SUPPLIED RECORDS
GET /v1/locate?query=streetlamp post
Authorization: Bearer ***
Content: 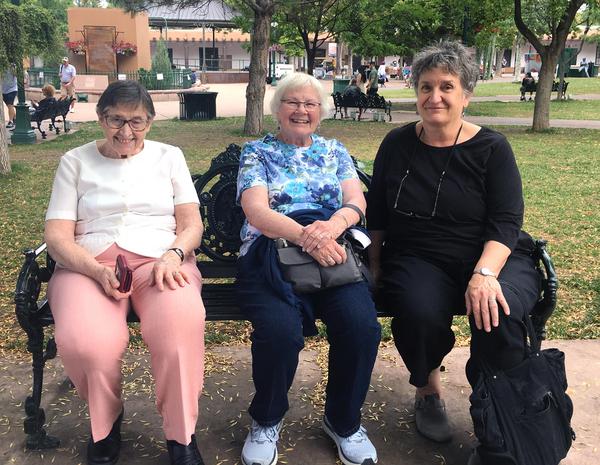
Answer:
[10,0,35,144]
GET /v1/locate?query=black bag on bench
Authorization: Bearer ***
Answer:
[470,317,575,465]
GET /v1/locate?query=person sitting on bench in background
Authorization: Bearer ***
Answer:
[29,84,56,115]
[45,81,206,465]
[342,77,362,118]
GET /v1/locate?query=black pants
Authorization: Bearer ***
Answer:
[240,282,381,437]
[381,253,540,387]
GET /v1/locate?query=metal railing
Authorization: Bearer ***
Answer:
[29,68,197,90]
[173,58,250,71]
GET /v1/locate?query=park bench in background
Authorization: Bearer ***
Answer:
[30,98,75,139]
[523,81,569,99]
[15,144,557,449]
[331,92,392,121]
[75,74,108,102]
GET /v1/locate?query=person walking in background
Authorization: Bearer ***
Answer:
[367,61,379,95]
[2,66,18,130]
[579,57,590,77]
[58,57,77,113]
[377,63,387,87]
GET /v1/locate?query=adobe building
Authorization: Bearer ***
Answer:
[67,4,250,83]
[67,8,152,74]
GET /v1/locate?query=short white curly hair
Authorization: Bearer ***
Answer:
[271,73,331,121]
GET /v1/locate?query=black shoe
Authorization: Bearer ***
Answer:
[87,410,124,465]
[415,394,452,442]
[467,449,482,465]
[167,434,204,465]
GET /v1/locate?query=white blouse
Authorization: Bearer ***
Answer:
[46,140,199,257]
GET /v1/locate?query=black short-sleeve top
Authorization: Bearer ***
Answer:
[367,123,524,261]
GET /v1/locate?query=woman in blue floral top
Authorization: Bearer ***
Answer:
[238,73,381,465]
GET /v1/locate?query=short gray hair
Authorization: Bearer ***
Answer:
[412,41,479,94]
[96,80,156,119]
[271,73,331,120]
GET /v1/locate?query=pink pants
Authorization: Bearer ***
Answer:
[48,244,206,444]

EXERCISE REQUIREMENTS
Copy the records exactly, starting at their first line and stopping after the line that contains "[381,253,540,387]", and leave the pictures out of your copy.

RESULT OF THIS EXERCISE
GET /v1/locate?query=streetlamp post
Authorization: Bearer ***
Content: 
Answer:
[10,0,35,144]
GET /v1/locate?query=black bag on bench
Authorization: Bearer ***
Answer:
[470,317,575,465]
GET /v1/locate?query=person sitting on bench in background
Authorization: Bearer ***
Answer:
[29,84,56,115]
[45,81,206,465]
[342,77,362,118]
GET /v1/locate?query=black pants
Authorization: Bearer ***
Answer:
[240,282,381,437]
[381,253,540,387]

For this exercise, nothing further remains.